*** Exercise data Section Begins ***
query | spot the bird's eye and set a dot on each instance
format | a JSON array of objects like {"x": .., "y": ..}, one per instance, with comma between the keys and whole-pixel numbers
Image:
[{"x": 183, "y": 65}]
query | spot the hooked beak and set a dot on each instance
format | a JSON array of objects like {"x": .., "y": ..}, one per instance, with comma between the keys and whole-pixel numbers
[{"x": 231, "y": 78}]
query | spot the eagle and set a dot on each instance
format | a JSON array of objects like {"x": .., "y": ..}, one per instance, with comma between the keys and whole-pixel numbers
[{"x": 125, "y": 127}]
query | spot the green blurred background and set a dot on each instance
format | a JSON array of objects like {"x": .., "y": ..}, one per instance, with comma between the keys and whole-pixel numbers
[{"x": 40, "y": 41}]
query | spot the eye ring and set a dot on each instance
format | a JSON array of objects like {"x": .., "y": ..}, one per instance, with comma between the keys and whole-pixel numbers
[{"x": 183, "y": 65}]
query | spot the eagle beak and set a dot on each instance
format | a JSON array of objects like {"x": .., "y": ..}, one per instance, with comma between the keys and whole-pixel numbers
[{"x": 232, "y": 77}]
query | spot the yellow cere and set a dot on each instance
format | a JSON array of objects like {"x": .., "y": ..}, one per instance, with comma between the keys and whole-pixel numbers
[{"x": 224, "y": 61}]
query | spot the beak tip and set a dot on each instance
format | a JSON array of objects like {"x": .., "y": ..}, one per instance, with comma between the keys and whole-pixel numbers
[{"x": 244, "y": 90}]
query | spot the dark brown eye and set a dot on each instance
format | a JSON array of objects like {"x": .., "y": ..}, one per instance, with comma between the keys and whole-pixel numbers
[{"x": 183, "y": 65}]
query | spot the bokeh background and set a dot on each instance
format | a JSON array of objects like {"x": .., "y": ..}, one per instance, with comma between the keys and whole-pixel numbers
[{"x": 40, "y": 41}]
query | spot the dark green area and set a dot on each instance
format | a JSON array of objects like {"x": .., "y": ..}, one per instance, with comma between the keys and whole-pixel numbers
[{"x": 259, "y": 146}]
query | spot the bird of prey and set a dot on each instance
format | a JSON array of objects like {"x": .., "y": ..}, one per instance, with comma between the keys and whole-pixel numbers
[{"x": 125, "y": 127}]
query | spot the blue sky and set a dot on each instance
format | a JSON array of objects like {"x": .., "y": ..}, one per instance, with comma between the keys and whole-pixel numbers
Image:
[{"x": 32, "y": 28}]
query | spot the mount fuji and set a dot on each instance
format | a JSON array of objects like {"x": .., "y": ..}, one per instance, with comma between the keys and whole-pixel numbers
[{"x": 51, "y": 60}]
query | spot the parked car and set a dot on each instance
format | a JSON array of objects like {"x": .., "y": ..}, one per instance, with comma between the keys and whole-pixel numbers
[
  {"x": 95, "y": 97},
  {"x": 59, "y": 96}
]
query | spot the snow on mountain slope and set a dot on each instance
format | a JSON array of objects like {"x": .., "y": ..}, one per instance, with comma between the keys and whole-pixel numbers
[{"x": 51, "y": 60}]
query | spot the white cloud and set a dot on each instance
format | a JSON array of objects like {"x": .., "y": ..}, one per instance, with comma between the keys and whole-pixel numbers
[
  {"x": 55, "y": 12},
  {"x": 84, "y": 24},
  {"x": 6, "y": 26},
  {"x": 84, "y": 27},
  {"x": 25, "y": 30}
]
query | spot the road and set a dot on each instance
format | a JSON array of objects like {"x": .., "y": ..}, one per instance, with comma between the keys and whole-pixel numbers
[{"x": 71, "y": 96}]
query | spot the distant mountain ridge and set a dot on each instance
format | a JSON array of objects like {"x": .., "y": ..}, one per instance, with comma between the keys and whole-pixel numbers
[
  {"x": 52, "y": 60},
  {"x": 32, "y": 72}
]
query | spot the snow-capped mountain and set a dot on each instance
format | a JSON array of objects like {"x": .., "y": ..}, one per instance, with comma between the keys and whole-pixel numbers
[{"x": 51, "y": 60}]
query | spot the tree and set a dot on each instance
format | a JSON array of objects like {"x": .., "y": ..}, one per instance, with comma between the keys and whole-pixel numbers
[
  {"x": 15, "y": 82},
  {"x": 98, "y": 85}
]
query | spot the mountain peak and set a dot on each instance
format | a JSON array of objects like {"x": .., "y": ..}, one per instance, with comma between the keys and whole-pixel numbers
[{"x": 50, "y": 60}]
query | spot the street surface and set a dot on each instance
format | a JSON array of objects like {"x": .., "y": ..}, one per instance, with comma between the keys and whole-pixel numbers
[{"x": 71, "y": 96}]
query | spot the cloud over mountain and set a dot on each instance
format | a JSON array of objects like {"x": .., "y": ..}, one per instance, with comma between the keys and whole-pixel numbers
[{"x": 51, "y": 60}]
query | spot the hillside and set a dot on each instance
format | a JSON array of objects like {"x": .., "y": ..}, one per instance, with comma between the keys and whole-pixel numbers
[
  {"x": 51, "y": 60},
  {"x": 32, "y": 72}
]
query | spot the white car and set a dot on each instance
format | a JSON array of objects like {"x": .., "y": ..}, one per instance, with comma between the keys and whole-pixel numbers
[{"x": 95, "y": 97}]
*** Exercise data Section Ends ***
Required work »
Could you work out how many lines in the material contain the word "snow"? Reply with the number only.

Answer below »
2